• [Work order] Lines from the one containing "man's nose ->" to the end of the entries below must be reproduced exactly, with both end lines kept and no other line added.

[Source material]

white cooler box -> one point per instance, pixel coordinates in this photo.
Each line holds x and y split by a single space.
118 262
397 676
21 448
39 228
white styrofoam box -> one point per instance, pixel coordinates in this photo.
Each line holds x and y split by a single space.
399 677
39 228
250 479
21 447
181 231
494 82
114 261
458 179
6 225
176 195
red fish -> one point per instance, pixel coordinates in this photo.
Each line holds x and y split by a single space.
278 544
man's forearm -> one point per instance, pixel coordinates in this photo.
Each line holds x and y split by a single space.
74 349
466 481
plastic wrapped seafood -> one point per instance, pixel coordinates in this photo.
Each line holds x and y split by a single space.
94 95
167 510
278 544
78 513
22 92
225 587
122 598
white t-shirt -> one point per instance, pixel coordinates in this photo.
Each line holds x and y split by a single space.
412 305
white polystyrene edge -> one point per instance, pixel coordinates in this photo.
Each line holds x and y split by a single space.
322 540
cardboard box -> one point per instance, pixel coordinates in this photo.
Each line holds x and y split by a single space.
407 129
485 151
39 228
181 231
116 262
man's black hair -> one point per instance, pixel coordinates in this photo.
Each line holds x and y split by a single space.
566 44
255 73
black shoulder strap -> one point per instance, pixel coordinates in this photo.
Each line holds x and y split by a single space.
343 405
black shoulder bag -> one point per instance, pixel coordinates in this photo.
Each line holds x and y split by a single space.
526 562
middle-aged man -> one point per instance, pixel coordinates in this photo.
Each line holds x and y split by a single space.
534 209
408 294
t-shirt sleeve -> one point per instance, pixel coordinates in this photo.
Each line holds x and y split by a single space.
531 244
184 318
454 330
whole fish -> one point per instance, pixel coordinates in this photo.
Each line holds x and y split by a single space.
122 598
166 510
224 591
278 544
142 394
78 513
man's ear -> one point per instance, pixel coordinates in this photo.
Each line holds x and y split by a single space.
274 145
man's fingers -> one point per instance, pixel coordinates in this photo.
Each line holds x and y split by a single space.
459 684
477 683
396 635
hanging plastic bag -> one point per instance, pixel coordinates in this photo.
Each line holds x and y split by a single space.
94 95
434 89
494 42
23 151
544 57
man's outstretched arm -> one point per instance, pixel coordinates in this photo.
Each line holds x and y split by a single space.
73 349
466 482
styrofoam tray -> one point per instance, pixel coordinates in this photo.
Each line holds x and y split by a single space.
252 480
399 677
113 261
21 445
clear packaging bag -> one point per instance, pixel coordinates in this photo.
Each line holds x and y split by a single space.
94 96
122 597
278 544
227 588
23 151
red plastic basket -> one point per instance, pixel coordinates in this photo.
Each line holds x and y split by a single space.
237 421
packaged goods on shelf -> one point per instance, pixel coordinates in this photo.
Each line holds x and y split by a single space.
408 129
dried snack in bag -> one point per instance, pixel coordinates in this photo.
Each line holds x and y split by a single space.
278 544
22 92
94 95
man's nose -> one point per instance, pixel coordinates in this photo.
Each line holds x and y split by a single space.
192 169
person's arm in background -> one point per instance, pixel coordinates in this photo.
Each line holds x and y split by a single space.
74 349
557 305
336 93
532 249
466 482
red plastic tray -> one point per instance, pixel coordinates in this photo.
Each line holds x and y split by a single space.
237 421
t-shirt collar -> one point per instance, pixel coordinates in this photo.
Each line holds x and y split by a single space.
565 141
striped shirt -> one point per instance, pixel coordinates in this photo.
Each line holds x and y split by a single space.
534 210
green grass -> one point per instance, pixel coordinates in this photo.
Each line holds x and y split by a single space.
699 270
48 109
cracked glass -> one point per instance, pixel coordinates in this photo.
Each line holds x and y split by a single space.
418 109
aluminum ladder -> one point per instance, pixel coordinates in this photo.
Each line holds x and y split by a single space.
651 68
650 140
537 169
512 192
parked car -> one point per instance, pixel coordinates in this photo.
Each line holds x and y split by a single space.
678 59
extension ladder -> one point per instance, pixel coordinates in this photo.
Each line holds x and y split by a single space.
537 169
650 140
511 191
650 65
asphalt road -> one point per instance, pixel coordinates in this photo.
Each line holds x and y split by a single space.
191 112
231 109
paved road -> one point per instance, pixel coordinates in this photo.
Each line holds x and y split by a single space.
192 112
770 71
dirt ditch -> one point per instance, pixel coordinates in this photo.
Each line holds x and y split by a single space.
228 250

[/Source material]

• [Expected answer]
man's nose -> one point per instance, pixel coordinates in this photo.
Each line holds x and y split by a single space.
192 169
person's arm in background -> one point per instance, pixel coordinates in this photo.
Each line holds x and y split by a single space.
74 349
557 305
336 93
532 249
466 482
red plastic tray -> one point per instance, pixel coordinates in this photo.
Each line holds x and y split by a single space.
237 421
t-shirt collar -> one point per instance, pixel coordinates in this photo.
Each line holds x and y split by a single space.
565 141
striped shirt -> one point per instance, pixel coordinates in this photo.
Each line holds x and y split by a single space.
534 210
green grass -> one point per instance, pixel coordinates in this photo.
Each line holds x and y split by a single space.
699 270
48 109
cracked glass -> one point per instance, pixel coordinates in this photo.
Each line holds x and y split by a single space.
418 109
aluminum ladder -> one point per instance, pixel coordinates in this photo.
Each line holds x and y split by a single space.
651 68
650 140
537 169
512 192
parked car -> one point per instance, pixel coordinates in this photo.
Each line holds x and y split by a single space.
678 59
extension ladder -> one point per instance, pixel coordinates in this photo.
Each line holds x and y split by a single space.
537 169
650 140
511 191
650 65
asphalt road -> one point per instance, pixel coordinates in this photo.
Each line holds x and y split by a single space.
191 112
231 109
paved road -> one point per instance, pixel coordinates in this photo.
Each line holds x and y split by a single space.
192 112
770 71
dirt ditch -> one point per instance, pixel coordinates in this photo.
Each line holds x and y split by a single space.
228 250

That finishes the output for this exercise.